**Assigned task A:** In the care homes article, what led the CQC team to go into Park Grange?
**Assigned task B:** Reproduce the care homes article word for word from "OLM’s Worst Care" to "report in November.".

**Excerpted text:**
────────────────
One carer for 17 vulnerable residents - a new low in the Worst Homes of the Week?

CHRONIC understaffing was the story of the worst reports into care homes last week, revealing the shocking conditions endured by some of our most vulnerable citizens. In one Cheshire home, a single member of staff was left to care for no fewer than 17 frail older people - while the inspectors were present.

Residents were found to be on the brink of malnutrition, neglected, in danger and ignored. Management, once more, was held responsible for appalling living conditions.

But, again, lack of staff emerged as the most serious issue at all four of

OLM’s Worst Care Homes of the Week:

These stand-out losers each received a highly-critical report from the Care Quality Commission and were served with the lowest-possible overall grade – Inadequate. Between them, the four homes, could muster only one non-Inadequate rating – and that was for care at Avondale Lodge, which nevertheless ‘Requires Improvement’.

Overall, Avondale, which is home to 12 adults with learning disabilities, was criticised for lack of staff, inadequate fire safety and for poor living conditions in which residents had to bathe in what was unacceptably cold water.

It was no surprise to find C&V Orchard among last week's ‘Inadequate’ homes – it was a winner in January of a worst care of 2017 award. And the inspectors found little or nothing had changed since the last report in November.

The picture of life they present is grim for the 22 residents who are still living in the home – despite three successive ‘Inadequate’ reports.

The CQC’s warning could not have been clearer: ‘There was not enough staff deployed to meet people's needs and people were not always protected from the risk of harm or abuse.’

Residents were found to have lost significant weight and be at risk of malnutrition, while injuries and unexplained bruising went unreported and complaints about possible abuse were ignored. According to the report, a member of staff said: "I don't think there are enough staff to meet people's needs. It’s chaotic here.”

Park Grange

Meanwhile, at Park Grange in Barnsley, the CQC team went into the 60-bed home after a whistle-blower raised concerns over a number of problems – including staffing. After a highly-unusual six-day inspection, the CQC closely documented multiple failings at the home and, in particular, issues with the management.

According to the report: ‘We found staffing levels were not always sufficient to meet the needs of people who used the service. On the second day of our inspection the registered manager told us there was one senior staff member and three care staff on shift. When we checked we found this was not the case.’

A poisonous working atmosphere was described by the CQC, with staff frightened to talk to the regulator: ‘Some staff told us the management team would not be happy they were speaking with us. One staff member said, "I was scared [name of registered manager] would tell me off."

Another staff member said, "At the moment it's a horrible atmosphere, staff are reluctant to speak to you.”’

We have kept the worst until last. The owners of Lyme Green Hall may boast of its grade 2 status, but the home is anything but a national treasure.

Lyme Green Hall

It was here that the CQC discovered one carer responsible for 17 residents. It was also here that the regulator found repeated occasions when planned levels of staff left residents at risk as well as problems with the handling and administration of medicines.

Staff were found not to be suitably trained or competent. There was poor communication, ineffective and inappropriate care practice. They CQC found the food ‘poor and inadequate’ and no one was monitoring people who were deemed at risk of malnutrition.

Managers had not acted over allegations of neglect and abuse – until the inspectors questioned them. The best the inspectors could say about the home was: ‘We could see that individual members of staff were caring in their approach but their efforts were often hampered by a lack of knowledge, skill, support and managerial oversight.’

None of the big care home groups was among the ‘Inadequate’ reports last week, although several featured on the list of homes which ‘Require Improvement’. This is far from a ringing endorsement and such care facilities offer residents a quality of life that fails to live up to adequate levels.
────────────────
**Data excerpts:**
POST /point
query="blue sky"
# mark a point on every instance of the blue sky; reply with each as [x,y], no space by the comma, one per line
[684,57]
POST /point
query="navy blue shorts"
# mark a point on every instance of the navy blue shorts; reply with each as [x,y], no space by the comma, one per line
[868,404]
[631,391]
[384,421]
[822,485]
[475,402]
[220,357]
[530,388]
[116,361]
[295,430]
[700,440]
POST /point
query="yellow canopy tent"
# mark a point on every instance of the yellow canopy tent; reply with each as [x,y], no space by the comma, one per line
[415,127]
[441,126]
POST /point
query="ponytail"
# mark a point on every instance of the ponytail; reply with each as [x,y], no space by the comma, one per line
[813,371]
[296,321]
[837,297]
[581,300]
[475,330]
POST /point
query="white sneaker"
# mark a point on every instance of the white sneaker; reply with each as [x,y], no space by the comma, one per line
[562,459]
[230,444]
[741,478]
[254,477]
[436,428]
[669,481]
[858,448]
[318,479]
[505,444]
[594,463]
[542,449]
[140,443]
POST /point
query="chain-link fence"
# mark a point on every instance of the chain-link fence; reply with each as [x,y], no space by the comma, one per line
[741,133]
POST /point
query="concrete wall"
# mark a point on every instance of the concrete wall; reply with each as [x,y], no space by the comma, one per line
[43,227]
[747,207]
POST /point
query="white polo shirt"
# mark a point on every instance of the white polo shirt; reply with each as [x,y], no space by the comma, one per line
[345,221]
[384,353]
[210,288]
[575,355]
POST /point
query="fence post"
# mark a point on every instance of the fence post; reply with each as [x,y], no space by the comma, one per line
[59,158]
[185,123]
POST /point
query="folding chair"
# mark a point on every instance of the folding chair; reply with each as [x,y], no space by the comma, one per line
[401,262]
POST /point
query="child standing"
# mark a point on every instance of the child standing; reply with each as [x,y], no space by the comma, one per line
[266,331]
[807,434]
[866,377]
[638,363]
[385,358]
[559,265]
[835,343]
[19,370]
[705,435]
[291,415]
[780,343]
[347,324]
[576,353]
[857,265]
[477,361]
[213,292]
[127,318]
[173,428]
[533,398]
────────────────
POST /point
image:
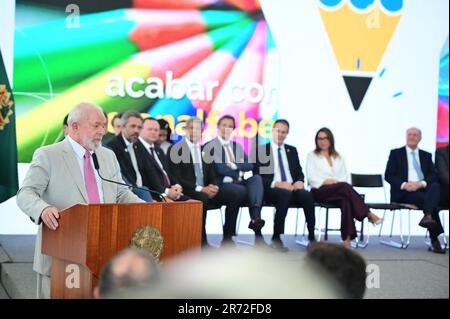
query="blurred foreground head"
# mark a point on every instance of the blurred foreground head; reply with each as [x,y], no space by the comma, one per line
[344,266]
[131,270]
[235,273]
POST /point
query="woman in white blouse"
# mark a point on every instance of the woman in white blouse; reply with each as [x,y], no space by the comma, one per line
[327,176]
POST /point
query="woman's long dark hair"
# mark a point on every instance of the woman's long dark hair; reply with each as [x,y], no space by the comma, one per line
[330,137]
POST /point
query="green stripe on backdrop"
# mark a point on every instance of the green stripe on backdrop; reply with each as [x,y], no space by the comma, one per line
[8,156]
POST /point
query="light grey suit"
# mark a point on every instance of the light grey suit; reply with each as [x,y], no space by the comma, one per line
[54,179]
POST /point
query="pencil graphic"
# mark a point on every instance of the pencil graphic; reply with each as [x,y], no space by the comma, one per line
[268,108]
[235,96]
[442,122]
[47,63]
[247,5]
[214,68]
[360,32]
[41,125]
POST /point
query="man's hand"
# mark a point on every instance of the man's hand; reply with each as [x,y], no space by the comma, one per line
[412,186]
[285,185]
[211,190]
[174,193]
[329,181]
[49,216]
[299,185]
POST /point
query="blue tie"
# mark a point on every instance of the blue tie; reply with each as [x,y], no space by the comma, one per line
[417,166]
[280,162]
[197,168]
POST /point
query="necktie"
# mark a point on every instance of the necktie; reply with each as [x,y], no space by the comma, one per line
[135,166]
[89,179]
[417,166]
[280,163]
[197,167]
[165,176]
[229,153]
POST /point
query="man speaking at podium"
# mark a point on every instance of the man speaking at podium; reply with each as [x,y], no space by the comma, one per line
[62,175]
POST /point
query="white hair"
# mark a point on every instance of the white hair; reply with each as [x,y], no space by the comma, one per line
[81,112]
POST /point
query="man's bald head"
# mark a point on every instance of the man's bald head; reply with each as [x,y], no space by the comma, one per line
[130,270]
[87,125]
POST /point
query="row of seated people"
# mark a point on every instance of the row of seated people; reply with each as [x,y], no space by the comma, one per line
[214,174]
────────────────
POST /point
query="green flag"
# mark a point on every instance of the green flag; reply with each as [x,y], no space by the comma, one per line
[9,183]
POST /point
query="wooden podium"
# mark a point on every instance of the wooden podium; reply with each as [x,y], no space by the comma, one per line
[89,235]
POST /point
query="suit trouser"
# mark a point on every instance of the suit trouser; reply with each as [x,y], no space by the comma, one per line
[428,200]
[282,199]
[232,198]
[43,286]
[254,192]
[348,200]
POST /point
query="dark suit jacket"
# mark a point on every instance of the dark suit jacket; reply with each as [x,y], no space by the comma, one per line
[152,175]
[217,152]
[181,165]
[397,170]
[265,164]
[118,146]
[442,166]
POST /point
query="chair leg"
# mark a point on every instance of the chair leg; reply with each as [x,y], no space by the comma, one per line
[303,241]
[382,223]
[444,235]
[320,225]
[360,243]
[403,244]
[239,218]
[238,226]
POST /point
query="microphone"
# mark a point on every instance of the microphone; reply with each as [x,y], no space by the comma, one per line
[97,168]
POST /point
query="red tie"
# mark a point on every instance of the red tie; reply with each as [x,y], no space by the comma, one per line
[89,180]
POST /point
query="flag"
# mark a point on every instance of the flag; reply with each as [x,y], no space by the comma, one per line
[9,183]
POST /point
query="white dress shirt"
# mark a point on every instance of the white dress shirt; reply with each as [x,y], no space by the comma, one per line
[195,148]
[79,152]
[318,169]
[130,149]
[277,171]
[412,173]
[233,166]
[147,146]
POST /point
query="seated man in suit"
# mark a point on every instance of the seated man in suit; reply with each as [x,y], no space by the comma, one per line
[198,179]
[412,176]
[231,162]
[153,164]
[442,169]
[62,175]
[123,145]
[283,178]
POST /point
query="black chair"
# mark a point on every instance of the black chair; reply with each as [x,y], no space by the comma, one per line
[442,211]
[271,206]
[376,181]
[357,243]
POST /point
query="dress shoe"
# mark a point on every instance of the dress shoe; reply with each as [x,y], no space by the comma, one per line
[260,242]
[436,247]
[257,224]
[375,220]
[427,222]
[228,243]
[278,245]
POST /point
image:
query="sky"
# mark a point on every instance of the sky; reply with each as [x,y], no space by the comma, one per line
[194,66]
────────────────
**Output A:** A whistle-blower raised concerns over a number of problems, including staffing.

**Output B:**
OLM’s Worst Care Homes of the Week:

These stand-out losers each received a highly-critical report from the Care Quality Commission and were served with the lowest-possible overall grade – Inadequate. Between them, the four homes, could muster only one non-Inadequate rating – and that was for care at Avondale Lodge, which nevertheless ‘Requires Improvement’.

Overall, Avondale, which is home to 12 adults with learning disabilities, was criticised for lack of staff, inadequate fire safety and for poor living conditions in which residents had to bathe in what was unacceptably cold water.

It was no surprise to find C&V Orchard among last week's ‘Inadequate’ homes – it was a winner in January of a worst care of 2017 award. And the inspectors found little or nothing had changed since the last report in November.